■ **Prompt**
Write out the following records line for line, without changing anything.

Stored records
....
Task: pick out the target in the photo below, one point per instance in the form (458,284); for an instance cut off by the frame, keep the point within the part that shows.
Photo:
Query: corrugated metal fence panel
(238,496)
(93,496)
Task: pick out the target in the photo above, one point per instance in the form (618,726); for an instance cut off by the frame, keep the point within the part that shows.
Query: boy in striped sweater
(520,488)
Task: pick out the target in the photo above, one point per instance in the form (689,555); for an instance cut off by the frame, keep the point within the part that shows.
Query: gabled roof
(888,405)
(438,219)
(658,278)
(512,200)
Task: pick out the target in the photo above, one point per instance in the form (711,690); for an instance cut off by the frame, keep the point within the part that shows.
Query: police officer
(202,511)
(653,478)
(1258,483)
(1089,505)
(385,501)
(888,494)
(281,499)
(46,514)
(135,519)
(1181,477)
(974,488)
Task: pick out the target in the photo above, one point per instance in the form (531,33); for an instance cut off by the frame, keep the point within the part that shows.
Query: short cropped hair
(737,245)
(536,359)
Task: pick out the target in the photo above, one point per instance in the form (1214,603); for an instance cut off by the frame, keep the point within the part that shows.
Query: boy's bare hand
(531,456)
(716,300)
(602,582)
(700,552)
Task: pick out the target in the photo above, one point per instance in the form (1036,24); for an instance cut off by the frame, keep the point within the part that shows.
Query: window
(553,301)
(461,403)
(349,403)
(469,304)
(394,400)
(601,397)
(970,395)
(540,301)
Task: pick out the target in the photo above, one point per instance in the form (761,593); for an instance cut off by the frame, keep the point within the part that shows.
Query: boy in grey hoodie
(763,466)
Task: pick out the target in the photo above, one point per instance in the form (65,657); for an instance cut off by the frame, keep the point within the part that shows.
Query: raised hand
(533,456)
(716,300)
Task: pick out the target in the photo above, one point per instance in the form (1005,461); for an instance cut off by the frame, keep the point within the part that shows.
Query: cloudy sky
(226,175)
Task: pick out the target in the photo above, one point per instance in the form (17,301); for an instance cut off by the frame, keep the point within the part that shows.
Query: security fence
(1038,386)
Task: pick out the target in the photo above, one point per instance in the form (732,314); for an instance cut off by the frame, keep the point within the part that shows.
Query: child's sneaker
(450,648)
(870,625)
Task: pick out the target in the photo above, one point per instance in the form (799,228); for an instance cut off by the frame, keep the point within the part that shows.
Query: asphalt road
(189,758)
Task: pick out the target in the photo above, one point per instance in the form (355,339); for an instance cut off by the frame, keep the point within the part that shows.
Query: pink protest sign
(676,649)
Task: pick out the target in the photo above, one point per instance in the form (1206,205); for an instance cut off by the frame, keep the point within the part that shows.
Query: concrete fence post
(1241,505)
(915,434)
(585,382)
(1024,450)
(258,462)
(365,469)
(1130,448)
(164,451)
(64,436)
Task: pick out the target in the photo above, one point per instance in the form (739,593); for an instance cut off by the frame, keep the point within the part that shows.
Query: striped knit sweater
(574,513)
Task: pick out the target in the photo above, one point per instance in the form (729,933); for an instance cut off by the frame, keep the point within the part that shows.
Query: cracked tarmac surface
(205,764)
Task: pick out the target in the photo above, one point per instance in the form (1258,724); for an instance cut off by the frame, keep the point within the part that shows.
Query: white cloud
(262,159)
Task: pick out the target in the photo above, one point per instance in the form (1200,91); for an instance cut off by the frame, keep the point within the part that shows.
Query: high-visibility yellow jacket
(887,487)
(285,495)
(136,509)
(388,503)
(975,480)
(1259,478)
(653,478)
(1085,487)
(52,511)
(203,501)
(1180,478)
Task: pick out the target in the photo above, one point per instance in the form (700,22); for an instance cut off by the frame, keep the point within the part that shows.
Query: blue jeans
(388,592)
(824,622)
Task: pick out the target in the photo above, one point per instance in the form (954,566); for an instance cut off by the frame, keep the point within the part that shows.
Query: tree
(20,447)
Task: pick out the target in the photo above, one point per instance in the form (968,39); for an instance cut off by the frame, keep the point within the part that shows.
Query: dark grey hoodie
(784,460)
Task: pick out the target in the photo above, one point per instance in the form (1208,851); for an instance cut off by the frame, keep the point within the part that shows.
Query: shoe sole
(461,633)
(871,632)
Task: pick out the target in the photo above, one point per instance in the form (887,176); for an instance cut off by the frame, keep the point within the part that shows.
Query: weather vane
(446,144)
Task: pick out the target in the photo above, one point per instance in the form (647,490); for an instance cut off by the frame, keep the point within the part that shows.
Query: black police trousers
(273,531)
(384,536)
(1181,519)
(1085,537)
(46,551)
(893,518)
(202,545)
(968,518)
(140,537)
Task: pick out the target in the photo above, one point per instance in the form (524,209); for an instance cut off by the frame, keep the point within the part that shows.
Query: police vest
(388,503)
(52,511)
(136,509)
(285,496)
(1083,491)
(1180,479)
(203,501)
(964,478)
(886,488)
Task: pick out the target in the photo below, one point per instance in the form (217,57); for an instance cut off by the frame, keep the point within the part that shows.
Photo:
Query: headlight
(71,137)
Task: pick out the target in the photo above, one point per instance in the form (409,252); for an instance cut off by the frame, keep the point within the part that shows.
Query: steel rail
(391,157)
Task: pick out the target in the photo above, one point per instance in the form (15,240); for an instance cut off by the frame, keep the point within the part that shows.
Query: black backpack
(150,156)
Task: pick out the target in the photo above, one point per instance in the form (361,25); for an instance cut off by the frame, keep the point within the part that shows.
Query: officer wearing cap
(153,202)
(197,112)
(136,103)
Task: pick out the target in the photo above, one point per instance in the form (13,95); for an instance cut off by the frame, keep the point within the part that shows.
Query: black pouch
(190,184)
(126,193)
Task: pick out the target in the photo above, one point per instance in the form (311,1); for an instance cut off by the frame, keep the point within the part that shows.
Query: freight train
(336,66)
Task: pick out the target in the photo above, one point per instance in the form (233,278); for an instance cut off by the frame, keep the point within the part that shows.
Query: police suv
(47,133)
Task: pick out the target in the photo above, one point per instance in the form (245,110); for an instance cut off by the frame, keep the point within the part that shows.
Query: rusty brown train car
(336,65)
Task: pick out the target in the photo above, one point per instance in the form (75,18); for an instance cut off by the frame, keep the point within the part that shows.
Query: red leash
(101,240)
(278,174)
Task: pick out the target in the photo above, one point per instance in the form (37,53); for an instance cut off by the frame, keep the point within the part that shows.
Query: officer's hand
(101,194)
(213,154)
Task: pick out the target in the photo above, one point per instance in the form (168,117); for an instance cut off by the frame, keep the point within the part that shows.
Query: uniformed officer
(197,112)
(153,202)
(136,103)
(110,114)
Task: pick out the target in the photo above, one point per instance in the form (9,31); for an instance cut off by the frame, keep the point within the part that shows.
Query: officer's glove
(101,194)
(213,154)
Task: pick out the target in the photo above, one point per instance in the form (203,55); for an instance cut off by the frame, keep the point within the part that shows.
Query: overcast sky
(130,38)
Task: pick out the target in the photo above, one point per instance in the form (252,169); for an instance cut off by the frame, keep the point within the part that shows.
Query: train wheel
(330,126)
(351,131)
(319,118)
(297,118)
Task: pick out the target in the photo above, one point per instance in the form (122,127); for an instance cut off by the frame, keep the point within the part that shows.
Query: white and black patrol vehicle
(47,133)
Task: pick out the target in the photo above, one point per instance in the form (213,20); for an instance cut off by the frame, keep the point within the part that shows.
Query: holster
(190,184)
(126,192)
....
■ **Exercise response**
Task: pick out the target in the photo below, one point per instance in the form (458,284); for an instance cut off by the frame, keep the point within the part that shows.
Photo:
Query: corrugated metal fence panel
(238,496)
(93,496)
Task: pick out the target in the photo above, one point per instance in the form (618,726); for an instance cut off by the frame, keep the point within the part that shows.
Query: boy in striped sweater
(520,488)
Task: pick out the target in the photo above, one point per instance in the form (689,555); for an instance cut off by the frame, keep the point within the part that shows.
Query: gabled roof
(888,405)
(438,219)
(658,278)
(512,200)
Task: pick out the target in the photo above, one point per instance in the form (711,690); for an instance cut off by the frame, keep the point within the part that shows.
Query: police officer
(202,511)
(653,478)
(1258,483)
(1089,505)
(385,501)
(888,494)
(281,499)
(46,514)
(135,519)
(1181,477)
(974,488)
Task: pick out the target in the photo above, one point per instance in the form (531,33); for an instance cut off by the frame, keep the point within the part that shows.
Query: short cropped hair
(737,245)
(536,359)
Task: pick out the target in the photo above, one point per instance in the form (1214,603); for an instance cut off by the frame, keep the point within the part that shows.
Query: boy's bare hand
(531,456)
(716,300)
(602,582)
(700,552)
Task: pick out the target in the photo above, one point per instance in the form (1036,24); for an instance cut off by the frame, keep the point within the part that shows.
Query: window
(553,301)
(461,403)
(349,403)
(469,304)
(394,400)
(601,397)
(970,395)
(540,301)
Task: pick out the target in the photo above, one point per instance in the form (761,593); for an instance cut off by the frame, keep the point within the part that shows.
Query: boy in grey hoodie
(763,466)
Task: pick out the target in the photo above, one point per instance in the form (65,657); for an instance cut off by the frame, keep the point within the part that shows.
Query: raised hand
(533,456)
(716,300)
Task: pick out the target in the photo above, one point per instance in the form (1005,461); for an instance cut off by the frame, keep the point within the part that shows.
Query: cloudy sky
(226,175)
Task: pick out the target in the photo above, one point per instance in the form (17,301); for an instance cut off by the frame, keep the point within the part that shows.
Query: security fence
(1038,386)
Task: pick out the target in the photo above, one point per instance in the form (732,314); for an instance cut off by the frame, keep the point within the part that shows.
Query: child's sneaker
(450,648)
(870,625)
Task: pick out the target in the photo above, one point per instance in the form (799,228); for an instance cut off by the frame, keep the point within the part that shows.
Query: asphalt road
(189,758)
Task: pick out the target in the photo above, one point per instance in the form (355,339); for an instance cut off by the frame, keep the point within the part that shows.
Query: pink protest sign
(676,649)
Task: pick out the target in the photo above, one point per instance in the form (1206,205); for an instance cut off by the frame, keep the point within the part that shows.
Query: concrete fence post
(1241,505)
(915,434)
(585,382)
(1024,450)
(258,462)
(365,469)
(1130,448)
(164,451)
(64,436)
Task: pick out the target in the photo above, one point per instance in the form (739,593); for an instance cut off by the frame, keep the point within the part that shows.
Query: striped knit sweater
(574,513)
Task: pick out the target in the photo above, one point per instance in the form (729,933); for an instance cut off by the frame, keep the point within the part that shows.
Query: cracked tarmac surface
(205,764)
Task: pick out the target in the photo above, one point per instance in the form (1258,724); for an instance cut off by the frame, keep the point within the part that shows.
Query: white cloud
(262,159)
Task: pick out the target in the photo above, one point per instance in the form (1200,91); for an instance cut off by the frame, keep the point within the part that shows.
Query: high-visibility yellow jacket
(887,487)
(285,495)
(136,509)
(388,503)
(975,480)
(1259,478)
(653,478)
(1085,487)
(52,511)
(203,501)
(1180,478)
Task: pick out the target in the photo above, one point per instance in the form (700,22); for an instance cut off by the frame, keep the point within the part that shows.
Query: blue jeans
(388,592)
(824,622)
Task: pick out the target in the photo above, one point per instance in the form (954,566); for an instance cut off by the frame, keep the point within the part that shows.
Query: tree
(20,447)
Task: pick out the target in the photo above, one point per instance in the form (968,39); for an instance cut off by the frame, keep the point within the part that shows.
Query: dark grey hoodie
(784,460)
Task: pick out the target in the photo above, one point per instance in the form (1208,851); for an instance cut off by the frame, keep the point within the part that shows.
Query: shoe sole
(461,633)
(871,632)
Task: pick out the target in the photo above, one point per instance in the form (887,176); for an instance cut off by the frame, keep the point within the part that shows.
Query: weather vane
(446,144)
Task: pick out the target in the photo above, one point per instance in the form (647,490); for an instance cut off by the frame, keep the point within the part that shows.
Query: black police trousers
(273,531)
(384,536)
(1181,519)
(1085,537)
(46,551)
(893,518)
(202,545)
(968,518)
(140,537)
Task: pick out the target in the photo above, one point per instance in the form (524,209); for an instance cut off by the frame, keep the point within the part that shows.
Query: police vest
(388,503)
(52,511)
(136,509)
(285,496)
(1083,491)
(1180,479)
(203,501)
(964,478)
(886,488)
Task: pick out the target in the photo below, one point per instance in the form (217,57); for an instance cut off by the frame, keep the point within the part that shows.
Photo:
Query: headlight
(71,137)
Task: pick out the target in the photo above, one point per instance in the form (409,252); for an instance cut off by the frame, keep the point within the part that shows.
Query: steel rail
(391,157)
Task: pick out the target in the photo above, one point per instance in the form (15,240); for an instance cut off by the frame, keep the point within the part that shows.
Query: black backpack
(150,156)
Task: pick out the target in the photo above, one point per instance in the form (361,25); for an instance cut off by the frame, keep the point within the part that shows.
Query: officer wearing cap
(153,202)
(197,112)
(136,103)
Task: pick out the target in the photo above, one point per instance in the form (13,95); for an instance cut off by the frame, keep the point within the part that shows.
Query: black pouch
(190,184)
(126,193)
Task: pick out the target in the photo above, one point per instance in the form (311,1); for an instance cut off by the frame, keep the point within the part that shows.
Query: freight train
(336,66)
Task: pick out the target in the photo above, one point per instance in the form (233,278); for an instance cut off by the frame, keep the point within the part that shows.
Query: police suv
(47,133)
Task: pick out the target in the photo above, one point per instance in the form (245,110); for an instance cut off by the frame, keep the point within the part that shows.
Query: rusty brown train car
(336,65)
Task: pick out the target in the photo above, one point per instance in the form (75,18); for an instance cut off by the frame, keep the point within the part that shows.
Query: red leash
(101,240)
(278,174)
Task: pick out the target in the photo above, one point per instance in the form (37,53); for an instance cut off by the frame, keep the point within the part that shows.
Query: officer's hand
(101,194)
(213,154)
Task: pick out the target in the photo above, one point per instance in the form (168,117); for an instance cut off by the frame, keep the point within the part that shows.
Query: uniformed officer
(197,112)
(153,202)
(136,103)
(110,114)
Task: pick out the target in the photo above, one point per instance in the form (9,31); for an instance cut off by the frame, keep the point within the part that shows.
Query: officer's glove
(101,194)
(213,154)
Task: pick out the target in the photo above, one point per instance in the form (203,55); for an instance cut off by the frame, keep the point within the part that shows.
Query: overcast sky
(130,38)
Task: pick out the target in the photo above, one point per instance in the form (252,169); for an instance cut off by the frame, keep the point within the part that shows.
Query: train wheel
(330,126)
(351,131)
(319,118)
(297,118)
Task: pick out the target in the photo above, one point per instance in the form (122,127); for an instance cut off by the frame, keep the point within the part that shows.
Query: white and black patrol vehicle
(47,133)
Task: pick out the target in the photo above, one point per instance in the form (213,20); for an instance cut off by the frame, keep the point within the part that shows.
Query: holster
(190,184)
(126,192)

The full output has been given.